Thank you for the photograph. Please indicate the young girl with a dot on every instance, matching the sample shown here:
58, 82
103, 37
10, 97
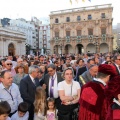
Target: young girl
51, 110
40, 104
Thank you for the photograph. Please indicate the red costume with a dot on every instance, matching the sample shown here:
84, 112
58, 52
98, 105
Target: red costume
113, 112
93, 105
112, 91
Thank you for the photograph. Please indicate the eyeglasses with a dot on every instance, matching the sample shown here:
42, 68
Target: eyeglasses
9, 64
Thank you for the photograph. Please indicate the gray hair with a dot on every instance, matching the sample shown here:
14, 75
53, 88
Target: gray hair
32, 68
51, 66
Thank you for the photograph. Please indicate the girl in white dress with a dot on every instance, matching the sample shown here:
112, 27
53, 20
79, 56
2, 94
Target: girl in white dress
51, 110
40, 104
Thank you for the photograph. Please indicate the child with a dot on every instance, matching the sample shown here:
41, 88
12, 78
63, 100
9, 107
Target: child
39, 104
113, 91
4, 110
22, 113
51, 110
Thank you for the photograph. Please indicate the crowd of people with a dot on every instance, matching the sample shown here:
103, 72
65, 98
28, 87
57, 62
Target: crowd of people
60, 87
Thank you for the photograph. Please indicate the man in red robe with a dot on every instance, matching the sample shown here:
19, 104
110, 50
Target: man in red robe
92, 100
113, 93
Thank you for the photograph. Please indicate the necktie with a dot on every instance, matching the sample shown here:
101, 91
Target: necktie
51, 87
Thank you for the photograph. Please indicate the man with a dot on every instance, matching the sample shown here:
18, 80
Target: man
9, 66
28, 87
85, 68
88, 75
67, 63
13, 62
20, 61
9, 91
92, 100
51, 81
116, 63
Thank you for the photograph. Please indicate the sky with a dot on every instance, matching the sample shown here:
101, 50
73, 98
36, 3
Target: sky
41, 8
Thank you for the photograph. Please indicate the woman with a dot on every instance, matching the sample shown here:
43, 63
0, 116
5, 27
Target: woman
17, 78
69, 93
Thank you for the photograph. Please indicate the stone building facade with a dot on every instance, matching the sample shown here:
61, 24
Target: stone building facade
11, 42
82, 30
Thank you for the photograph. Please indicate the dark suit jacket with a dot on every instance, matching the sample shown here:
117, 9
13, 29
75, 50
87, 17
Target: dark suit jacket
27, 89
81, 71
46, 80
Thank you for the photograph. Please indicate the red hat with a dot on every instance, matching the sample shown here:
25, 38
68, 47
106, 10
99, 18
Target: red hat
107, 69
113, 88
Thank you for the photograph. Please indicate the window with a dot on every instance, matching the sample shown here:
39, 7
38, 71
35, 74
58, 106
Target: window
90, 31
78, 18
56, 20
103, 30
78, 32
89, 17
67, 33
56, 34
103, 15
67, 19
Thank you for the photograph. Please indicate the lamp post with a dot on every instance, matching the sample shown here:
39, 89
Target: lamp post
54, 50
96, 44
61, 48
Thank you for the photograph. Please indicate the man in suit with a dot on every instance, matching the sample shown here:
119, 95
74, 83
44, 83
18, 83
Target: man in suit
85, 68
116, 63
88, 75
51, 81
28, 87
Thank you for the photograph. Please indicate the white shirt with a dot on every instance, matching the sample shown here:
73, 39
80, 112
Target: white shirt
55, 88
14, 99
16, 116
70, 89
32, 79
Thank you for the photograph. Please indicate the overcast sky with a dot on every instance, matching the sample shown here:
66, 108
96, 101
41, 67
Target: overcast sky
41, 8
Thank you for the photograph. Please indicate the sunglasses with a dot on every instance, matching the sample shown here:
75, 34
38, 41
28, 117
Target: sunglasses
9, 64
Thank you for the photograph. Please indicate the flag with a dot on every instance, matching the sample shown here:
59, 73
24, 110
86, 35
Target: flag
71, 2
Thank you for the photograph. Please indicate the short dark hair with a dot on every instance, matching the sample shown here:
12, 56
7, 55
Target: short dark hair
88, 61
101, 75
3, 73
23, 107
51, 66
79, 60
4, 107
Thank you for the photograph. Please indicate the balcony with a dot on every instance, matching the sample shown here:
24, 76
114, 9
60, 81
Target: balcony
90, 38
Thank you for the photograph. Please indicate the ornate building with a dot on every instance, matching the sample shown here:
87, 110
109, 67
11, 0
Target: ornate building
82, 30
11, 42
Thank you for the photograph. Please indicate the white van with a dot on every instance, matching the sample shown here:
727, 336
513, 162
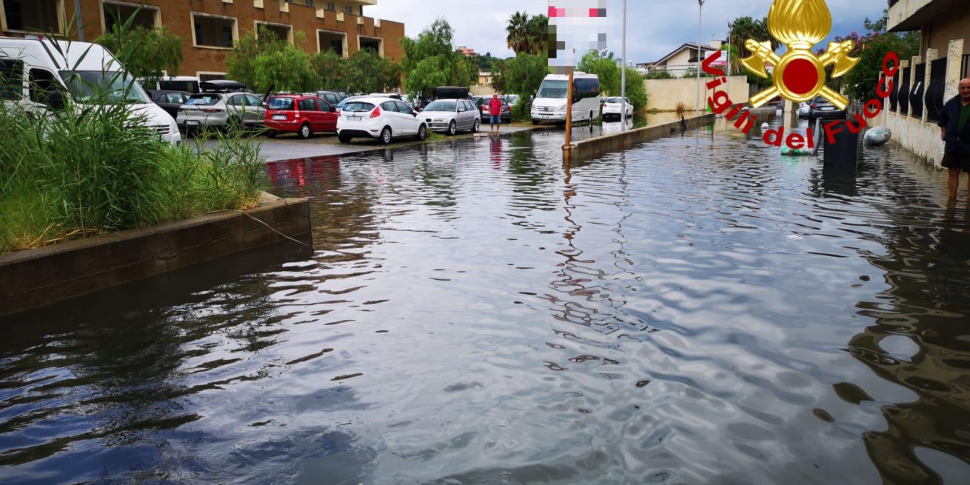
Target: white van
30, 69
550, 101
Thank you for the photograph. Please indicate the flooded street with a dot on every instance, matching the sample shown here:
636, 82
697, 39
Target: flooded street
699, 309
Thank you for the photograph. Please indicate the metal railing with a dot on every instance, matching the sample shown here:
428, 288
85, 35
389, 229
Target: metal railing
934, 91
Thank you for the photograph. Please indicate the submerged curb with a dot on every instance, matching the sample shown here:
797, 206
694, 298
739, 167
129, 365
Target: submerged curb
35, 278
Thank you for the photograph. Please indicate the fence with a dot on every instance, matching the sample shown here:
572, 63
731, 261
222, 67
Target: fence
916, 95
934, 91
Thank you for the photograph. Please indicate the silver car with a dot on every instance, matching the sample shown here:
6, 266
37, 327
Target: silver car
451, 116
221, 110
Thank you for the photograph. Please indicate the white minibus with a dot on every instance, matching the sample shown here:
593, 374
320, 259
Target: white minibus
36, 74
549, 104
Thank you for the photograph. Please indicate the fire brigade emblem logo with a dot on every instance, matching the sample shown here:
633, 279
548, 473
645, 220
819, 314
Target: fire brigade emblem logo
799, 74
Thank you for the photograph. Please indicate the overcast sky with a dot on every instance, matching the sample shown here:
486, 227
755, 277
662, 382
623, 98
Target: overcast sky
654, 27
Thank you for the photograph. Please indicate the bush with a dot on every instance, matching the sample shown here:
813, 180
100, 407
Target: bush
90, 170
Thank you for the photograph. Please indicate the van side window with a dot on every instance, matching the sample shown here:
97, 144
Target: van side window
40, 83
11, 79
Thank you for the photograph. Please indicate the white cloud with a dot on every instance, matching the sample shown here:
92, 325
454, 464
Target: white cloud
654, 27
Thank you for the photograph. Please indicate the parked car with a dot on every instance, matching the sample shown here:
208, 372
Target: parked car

### WHAT YOU HAVE TO DO
Please repeat every line of the material above exactly and without its pictures.

### FINISHED TASK
Thank you for the photograph. Please indicate the young girl with a dot on every instance, matching the sample shown here:
58, 82
103, 37
10, 97
Target: young girl
51, 110
40, 104
Thank you for the photograph. Please indicate the red costume with a dot on every instance, matching the sample shown here:
84, 112
58, 52
98, 105
Target: red costume
113, 112
93, 105
112, 91
Thank you for the photograph. Please indicate the eyeglasses with a dot on every instance, matching the sample shown here:
42, 68
Target: eyeglasses
9, 64
Thank you for the photograph. Please indicate the gray hair with a dot on every instance, matching the sample shown here:
14, 75
53, 88
Target: gray hair
32, 68
51, 66
Thank you for the photograph. Please indicate the girl in white dress with a dot on every instance, matching the sample shown here:
112, 27
53, 20
79, 56
2, 94
Target: girl in white dress
51, 110
40, 104
Thank you for the photograph. Please indicate the child with a dot on every instance, matching the sample shown here:
41, 88
12, 78
63, 100
9, 107
Target: child
39, 104
113, 91
4, 110
22, 113
51, 110
Thank you for the photograph. Please indicate the crowd of people with a dot on every instance, matching the sample shown here:
103, 72
65, 98
28, 87
57, 62
Target: crowd of people
60, 87
Thank you for the photograph. Please indicate the man in red robe with a dot on every instance, matching the sample shown here:
19, 104
110, 50
Target: man in red robe
92, 100
113, 93
Thank you for the photograph. Please indicate the necktie with a dot on every instance, matching the sample shown here:
101, 91
Target: necktie
51, 87
Thank you for the photograph. Please indicate the man with a dot on every instance, matching the sample shown here:
18, 80
Target: man
9, 66
28, 87
85, 68
88, 75
67, 63
13, 62
20, 61
9, 91
92, 100
51, 81
116, 63
Thank you for the photograph. Please indicate the sky with a dot on every instance, matching the sample shown here:
101, 50
73, 98
36, 3
Target: sky
41, 8
Thank you for the photograph. Please indicate the woman with a dot on every instance, matching the sample shown here:
43, 63
0, 116
5, 27
Target: woman
17, 78
69, 93
Thank you for the photograph. Please indicate the stone building facade with a dot on every instance, matching the sample shown here:
61, 24
Target: stone building facade
11, 42
82, 30
Thank you for the photograph. Please indicate the dark suit jacket with a dot on every instance, matching the sample shown here:
117, 9
13, 29
75, 50
87, 17
Target: dark suit jacket
27, 89
81, 71
46, 80
Thank you for the photograph. Please indicate the red hat with a dot on every instance, matching the sample shown here:
25, 38
68, 47
106, 10
99, 18
Target: red hat
107, 69
113, 88
Thank you for the photograph. Please indicate the window with a dot on every instance, matching the sample shown here:
39, 7
38, 71
35, 74
58, 106
Target: window
90, 31
78, 18
56, 20
103, 30
78, 32
89, 17
67, 33
56, 34
103, 15
67, 19
Thank you for the photograph. Please indicate the lamp post with a dot on every instance, matching the sample shown here:
39, 89
Target: lamp post
54, 50
96, 44
61, 48
Thank you for the photograph. Please indicate the man in suit with a dot on every instance, matching the sample shown here:
119, 95
74, 83
44, 83
18, 83
Target: man in suit
85, 68
116, 63
88, 75
51, 81
28, 87
Thank you for the photograph. Please indicate the white shirt with a dot on every instance, matching the sample shown here:
73, 39
80, 112
Target: white shirt
55, 88
14, 99
16, 116
70, 89
32, 79
Thank you for the photograph. Please indicate the overcast sky with a dot on every instance, matching the sample shown here:
66, 108
96, 101
41, 67
Target: overcast sky
41, 8
Thank you for the photograph. Please indicate the sunglasses with a dot on every instance, matching the sample shown here:
75, 34
38, 41
28, 117
Target: sunglasses
9, 64
Thank you for the photograph. Please indicate the flag with a dot on every instance, matching the sample shown here:
59, 73
24, 110
86, 35
Target: flag
71, 2
Thank you for the photograph. Please indicate the short dark hair with a dot on every instance, matching the sample shown here:
12, 56
7, 55
Target: short dark hair
88, 61
101, 75
3, 73
23, 107
51, 66
79, 60
4, 107
Thank you for the photograph. Please indicate the balcony with a dot on every instance, matching the sample shown here:
24, 76
114, 9
60, 81
Target: balcony
90, 38
Thank you for the photograph. Please indicate the ornate building with a dot on every instance, matching the sample shown here:
87, 110
109, 67
11, 0
Target: ornate building
82, 30
11, 42
Thank you for the photograph. Please indicate the white van with a dot on every instance, matching the sample shown here:
727, 336
513, 162
Target: white van
30, 69
550, 101
Thank you for the photograph. Please indicate the flooded street with a dot on every instance, matching the sample shown here:
636, 82
697, 39
Target: flooded street
699, 309
Thank you for the photograph. Please indicate the metal railing with a dot on every instance, matching the sample shown here:
428, 288
85, 35
389, 229
Target: metal railing
934, 91
Thank you for the photograph. Please indicate the submerged curb with a dot on every instance, matching the sample shown here:
797, 206
694, 298
739, 167
129, 365
Target: submerged curb
35, 278
Thank you for the photograph. Please indicate the fence with a dot on every instance, matching the sample shown here:
572, 63
731, 261
222, 67
Target: fence
916, 95
934, 91
Thank you for the photograph. Please indicate the silver car with a dot on every instance, matching the sample shown here:
6, 266
37, 327
Target: silver car
451, 116
221, 110
Thank you for the photograph. Please indicate the white minibus with a dot on every instance, matching the sample shown here:
593, 374
320, 259
Target: white minibus
36, 74
549, 104
Thank you for the photograph. Please indicate the fire brigade emblem logo with a dot on every instance, matching the sample shown here:
633, 279
548, 473
645, 220
819, 314
Target: fire brigade emblem logo
799, 74
Thank you for the photograph. Please indicate the overcast sky with a dot on every instance, matching the sample shown here:
486, 227
755, 277
662, 382
623, 98
Target: overcast sky
654, 27
Thank you for the photograph. Please indicate the bush with a dot on every instance, matching the sample shown here:
813, 180
100, 407
Target: bush
90, 170
Thank you for the photograph. Please indicate the van side window with a dot on every instance, matching the sample shown here:
97, 144
Target: van side window
40, 83
11, 79
Thank you for the photograph. Please indicate the white cloud with a dot on every instance, matching the sample shown here:
92, 325
454, 464
Target: white cloud
654, 27
Thank you for the photograph. Please indicate the parked car with a dot on every instance, matching the sample shown here:
208, 372
Target: parked car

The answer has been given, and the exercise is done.